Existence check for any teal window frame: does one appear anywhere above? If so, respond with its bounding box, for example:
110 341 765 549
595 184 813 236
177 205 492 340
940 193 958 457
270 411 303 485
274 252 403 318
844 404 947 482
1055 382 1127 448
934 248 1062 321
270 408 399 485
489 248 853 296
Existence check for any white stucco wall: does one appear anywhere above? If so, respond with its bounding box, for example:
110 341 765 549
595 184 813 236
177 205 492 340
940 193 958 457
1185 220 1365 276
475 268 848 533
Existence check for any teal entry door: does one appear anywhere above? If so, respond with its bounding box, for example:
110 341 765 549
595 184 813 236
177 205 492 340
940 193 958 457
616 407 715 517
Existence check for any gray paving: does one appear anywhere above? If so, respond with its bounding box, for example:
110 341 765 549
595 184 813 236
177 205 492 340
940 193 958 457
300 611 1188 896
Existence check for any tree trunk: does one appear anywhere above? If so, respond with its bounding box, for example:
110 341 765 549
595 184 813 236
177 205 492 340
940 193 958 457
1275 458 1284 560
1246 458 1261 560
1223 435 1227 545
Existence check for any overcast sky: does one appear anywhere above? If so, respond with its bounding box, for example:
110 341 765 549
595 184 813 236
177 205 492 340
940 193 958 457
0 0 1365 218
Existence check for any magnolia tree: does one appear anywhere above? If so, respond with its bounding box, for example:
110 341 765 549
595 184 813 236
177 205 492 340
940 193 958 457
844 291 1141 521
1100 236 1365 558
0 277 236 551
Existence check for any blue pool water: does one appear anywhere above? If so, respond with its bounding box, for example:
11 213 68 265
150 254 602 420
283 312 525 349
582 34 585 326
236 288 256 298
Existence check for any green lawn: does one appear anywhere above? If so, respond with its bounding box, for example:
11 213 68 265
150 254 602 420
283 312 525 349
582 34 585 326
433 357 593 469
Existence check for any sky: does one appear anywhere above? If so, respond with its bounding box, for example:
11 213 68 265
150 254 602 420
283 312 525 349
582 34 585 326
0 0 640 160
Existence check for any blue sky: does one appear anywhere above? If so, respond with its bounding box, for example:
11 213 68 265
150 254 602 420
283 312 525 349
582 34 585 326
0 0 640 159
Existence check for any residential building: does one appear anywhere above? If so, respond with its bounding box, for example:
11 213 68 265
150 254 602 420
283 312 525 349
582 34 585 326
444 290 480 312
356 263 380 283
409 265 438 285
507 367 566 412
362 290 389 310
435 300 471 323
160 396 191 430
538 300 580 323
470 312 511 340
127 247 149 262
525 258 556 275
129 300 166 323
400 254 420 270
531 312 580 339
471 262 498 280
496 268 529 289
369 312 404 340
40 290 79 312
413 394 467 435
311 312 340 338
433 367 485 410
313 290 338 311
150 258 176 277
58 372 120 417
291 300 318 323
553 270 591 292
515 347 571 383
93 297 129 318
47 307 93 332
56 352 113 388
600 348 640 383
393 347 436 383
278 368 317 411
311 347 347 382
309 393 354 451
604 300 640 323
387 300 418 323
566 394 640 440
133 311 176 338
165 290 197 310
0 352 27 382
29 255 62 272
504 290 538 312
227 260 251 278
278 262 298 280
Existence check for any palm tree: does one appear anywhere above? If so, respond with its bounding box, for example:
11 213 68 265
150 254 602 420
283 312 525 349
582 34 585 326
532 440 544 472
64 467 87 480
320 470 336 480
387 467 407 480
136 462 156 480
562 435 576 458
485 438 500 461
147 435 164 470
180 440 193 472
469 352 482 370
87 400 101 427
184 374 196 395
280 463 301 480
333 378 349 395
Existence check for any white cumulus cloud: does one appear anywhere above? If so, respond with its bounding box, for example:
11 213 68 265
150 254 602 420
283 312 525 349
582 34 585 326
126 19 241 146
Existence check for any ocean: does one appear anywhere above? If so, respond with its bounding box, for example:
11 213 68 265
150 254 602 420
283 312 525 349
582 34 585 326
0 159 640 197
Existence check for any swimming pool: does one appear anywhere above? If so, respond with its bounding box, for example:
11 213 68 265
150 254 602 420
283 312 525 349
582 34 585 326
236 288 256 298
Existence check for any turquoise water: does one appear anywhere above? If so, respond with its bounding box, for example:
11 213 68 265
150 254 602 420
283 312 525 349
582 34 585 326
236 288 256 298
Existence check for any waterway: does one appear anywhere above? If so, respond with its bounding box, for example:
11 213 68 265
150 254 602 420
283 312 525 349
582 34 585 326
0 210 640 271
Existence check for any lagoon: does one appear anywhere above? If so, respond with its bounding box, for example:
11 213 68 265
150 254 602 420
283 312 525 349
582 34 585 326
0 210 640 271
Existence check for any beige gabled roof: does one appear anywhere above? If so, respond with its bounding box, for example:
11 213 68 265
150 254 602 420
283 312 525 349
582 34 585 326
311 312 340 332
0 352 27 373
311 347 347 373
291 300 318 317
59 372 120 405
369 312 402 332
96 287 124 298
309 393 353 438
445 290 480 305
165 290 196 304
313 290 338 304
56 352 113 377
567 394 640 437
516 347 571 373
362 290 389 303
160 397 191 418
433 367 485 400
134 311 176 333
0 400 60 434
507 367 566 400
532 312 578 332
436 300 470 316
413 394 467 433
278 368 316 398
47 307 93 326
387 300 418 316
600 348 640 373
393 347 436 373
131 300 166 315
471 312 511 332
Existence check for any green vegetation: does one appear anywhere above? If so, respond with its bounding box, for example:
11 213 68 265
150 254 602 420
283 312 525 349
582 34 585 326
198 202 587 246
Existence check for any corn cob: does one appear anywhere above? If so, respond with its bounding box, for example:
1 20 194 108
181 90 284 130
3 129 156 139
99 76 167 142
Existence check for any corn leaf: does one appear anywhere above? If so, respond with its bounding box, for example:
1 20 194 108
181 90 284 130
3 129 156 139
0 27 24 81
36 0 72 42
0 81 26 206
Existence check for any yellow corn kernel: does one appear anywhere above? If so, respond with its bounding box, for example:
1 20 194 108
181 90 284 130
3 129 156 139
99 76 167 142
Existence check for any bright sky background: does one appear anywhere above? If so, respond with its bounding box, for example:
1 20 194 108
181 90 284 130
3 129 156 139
-=-=-
Problem statement:
Format the listing lines starting at the one containing "Existence check for any palm" and ending at the one containing "136 462 156 480" as a numbered list, with any blank lines left out.

Solution for this problem:
1. Existence check for any palm tree: does one appear anywhere above? If so, respond with its bounding box, for example:
2. 11 213 68 265
3. 150 254 602 420
4. 283 312 525 349
5. 582 34 585 326
6. 532 440 544 472
7. 64 467 87 480
8. 320 470 336 480
9. 387 467 407 480
10. 136 462 156 480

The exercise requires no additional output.